EXERCISE DESCRIPTION >>
Repeat every line of the records verbatim, leaving out the pictures.

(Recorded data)
· · ·

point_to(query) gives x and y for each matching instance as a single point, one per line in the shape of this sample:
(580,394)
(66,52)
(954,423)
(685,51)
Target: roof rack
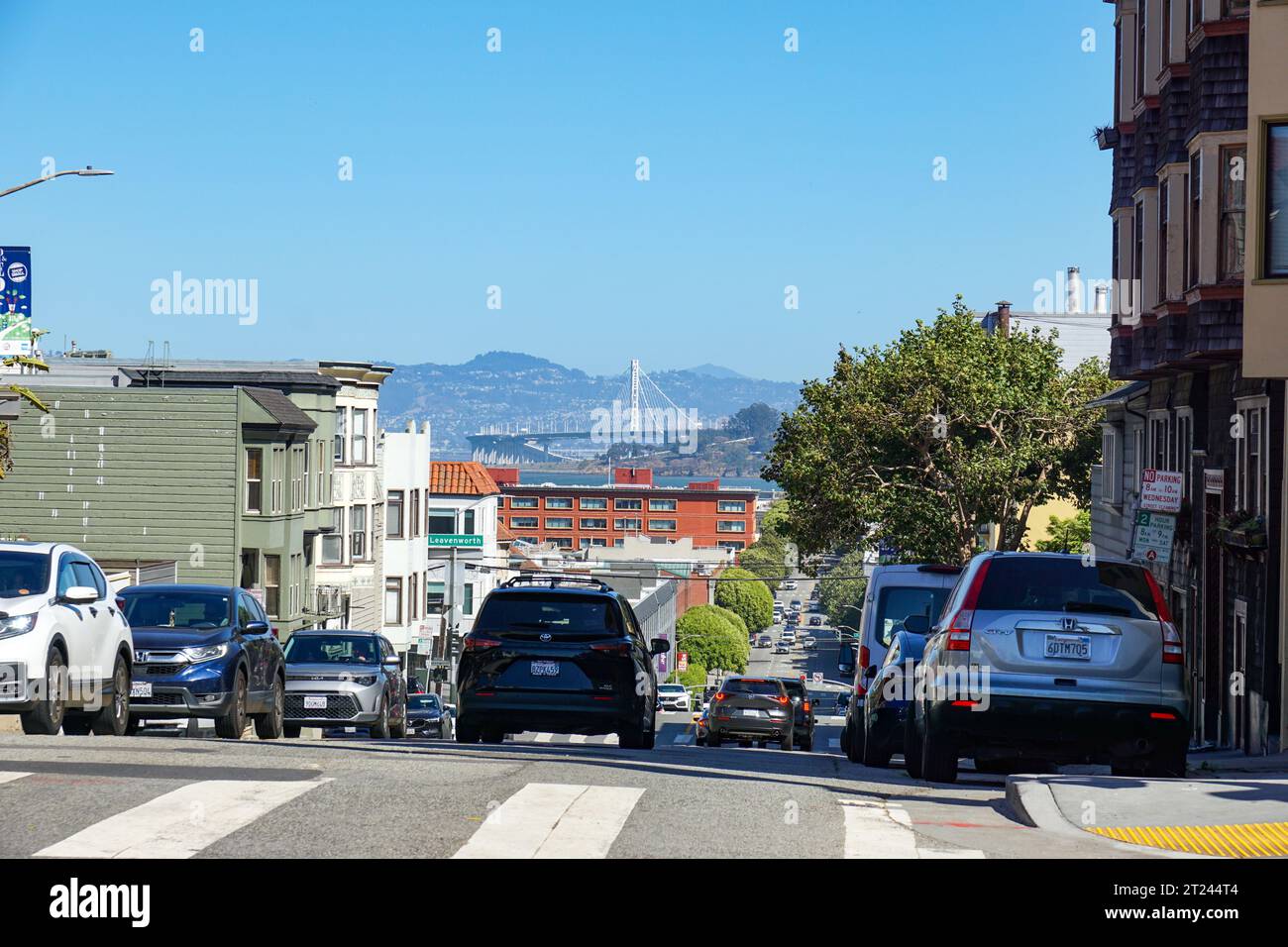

· · ·

REPLY TO THE TASK >>
point_to(query) gives x and y for each matching instance as a single point, one per line in the shape of this sample:
(580,394)
(66,52)
(954,423)
(685,51)
Target: roof rack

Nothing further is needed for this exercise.